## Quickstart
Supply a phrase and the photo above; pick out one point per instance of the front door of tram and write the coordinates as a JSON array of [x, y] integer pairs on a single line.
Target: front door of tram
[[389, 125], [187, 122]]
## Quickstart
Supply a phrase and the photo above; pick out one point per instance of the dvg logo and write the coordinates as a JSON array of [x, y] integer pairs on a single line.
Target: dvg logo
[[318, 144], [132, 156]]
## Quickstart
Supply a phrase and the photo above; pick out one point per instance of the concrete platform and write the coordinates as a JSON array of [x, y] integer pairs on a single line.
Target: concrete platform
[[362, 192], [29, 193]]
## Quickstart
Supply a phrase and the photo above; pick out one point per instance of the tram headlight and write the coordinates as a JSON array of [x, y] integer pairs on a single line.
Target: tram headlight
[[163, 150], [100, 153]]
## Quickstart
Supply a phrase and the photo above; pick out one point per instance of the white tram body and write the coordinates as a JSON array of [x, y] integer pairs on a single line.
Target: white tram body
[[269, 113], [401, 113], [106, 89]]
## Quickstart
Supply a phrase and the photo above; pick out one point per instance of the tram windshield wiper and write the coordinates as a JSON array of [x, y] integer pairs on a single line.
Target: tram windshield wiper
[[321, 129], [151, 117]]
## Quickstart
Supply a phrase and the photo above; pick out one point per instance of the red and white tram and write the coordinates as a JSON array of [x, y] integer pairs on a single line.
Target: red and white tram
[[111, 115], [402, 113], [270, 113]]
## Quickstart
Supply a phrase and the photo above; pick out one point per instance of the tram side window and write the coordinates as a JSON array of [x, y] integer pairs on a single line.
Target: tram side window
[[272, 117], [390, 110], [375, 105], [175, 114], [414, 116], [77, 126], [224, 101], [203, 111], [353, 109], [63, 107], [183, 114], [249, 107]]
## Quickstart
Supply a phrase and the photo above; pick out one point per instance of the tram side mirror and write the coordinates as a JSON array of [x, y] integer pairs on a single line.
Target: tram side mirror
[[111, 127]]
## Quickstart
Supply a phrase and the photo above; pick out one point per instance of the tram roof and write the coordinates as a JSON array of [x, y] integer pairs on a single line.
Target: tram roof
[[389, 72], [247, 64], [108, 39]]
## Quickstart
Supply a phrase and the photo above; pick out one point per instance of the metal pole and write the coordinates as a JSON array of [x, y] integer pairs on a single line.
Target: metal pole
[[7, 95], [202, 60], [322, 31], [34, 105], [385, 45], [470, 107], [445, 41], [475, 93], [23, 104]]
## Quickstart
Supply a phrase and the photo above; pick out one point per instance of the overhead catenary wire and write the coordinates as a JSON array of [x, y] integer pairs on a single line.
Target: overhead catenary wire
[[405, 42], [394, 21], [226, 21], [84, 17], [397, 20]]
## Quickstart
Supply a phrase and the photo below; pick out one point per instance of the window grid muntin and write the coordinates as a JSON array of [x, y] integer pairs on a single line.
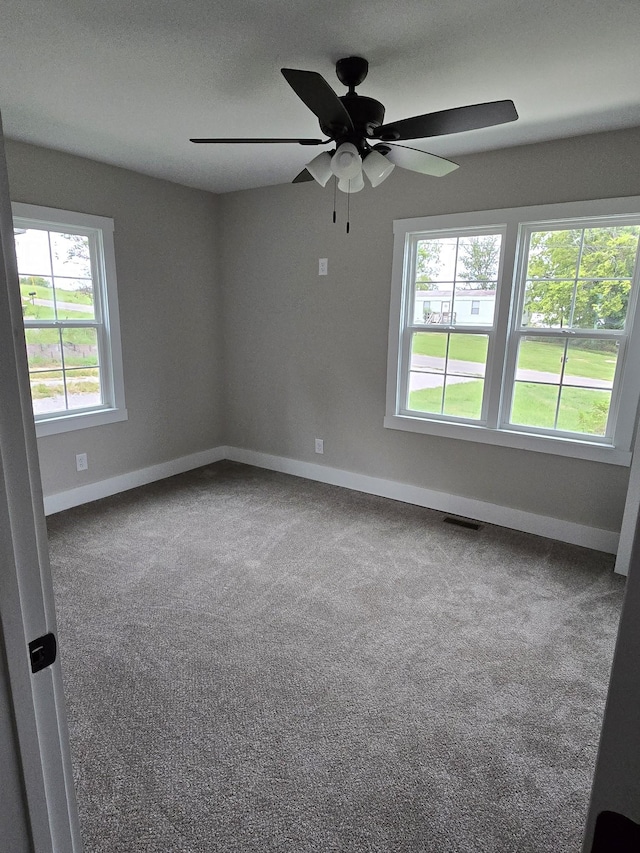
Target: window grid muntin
[[96, 262], [525, 230], [584, 214], [408, 328]]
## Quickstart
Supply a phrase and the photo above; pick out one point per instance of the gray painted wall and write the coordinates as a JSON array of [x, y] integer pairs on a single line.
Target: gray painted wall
[[306, 356], [13, 817], [169, 293]]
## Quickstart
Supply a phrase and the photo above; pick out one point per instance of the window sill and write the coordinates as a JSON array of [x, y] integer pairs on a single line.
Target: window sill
[[510, 438], [80, 420]]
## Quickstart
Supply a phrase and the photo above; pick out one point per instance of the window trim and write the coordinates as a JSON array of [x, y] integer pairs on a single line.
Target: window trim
[[512, 220], [101, 228]]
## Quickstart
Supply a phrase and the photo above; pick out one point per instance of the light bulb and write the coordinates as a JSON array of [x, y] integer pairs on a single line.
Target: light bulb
[[346, 162]]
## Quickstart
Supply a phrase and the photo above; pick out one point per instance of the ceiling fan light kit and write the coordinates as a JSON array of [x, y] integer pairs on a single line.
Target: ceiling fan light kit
[[351, 185]]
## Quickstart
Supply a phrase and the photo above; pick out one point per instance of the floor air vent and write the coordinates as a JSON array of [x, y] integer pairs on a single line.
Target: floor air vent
[[462, 522]]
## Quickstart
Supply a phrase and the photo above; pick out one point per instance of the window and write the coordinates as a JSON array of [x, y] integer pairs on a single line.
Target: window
[[529, 341], [66, 268]]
————
Task directions = Copy the records above word for word, from their first line through the line that contains "[[389, 125], [187, 122]]", and return only those lines.

Correct output =
## Quickstart
Supply a phrase and the photo above; pick out one point per instance of the front door of tram and write the coordinates as a JSON array of [x, y] integer pairs on a single line.
Target: front door of tram
[[389, 125], [187, 122]]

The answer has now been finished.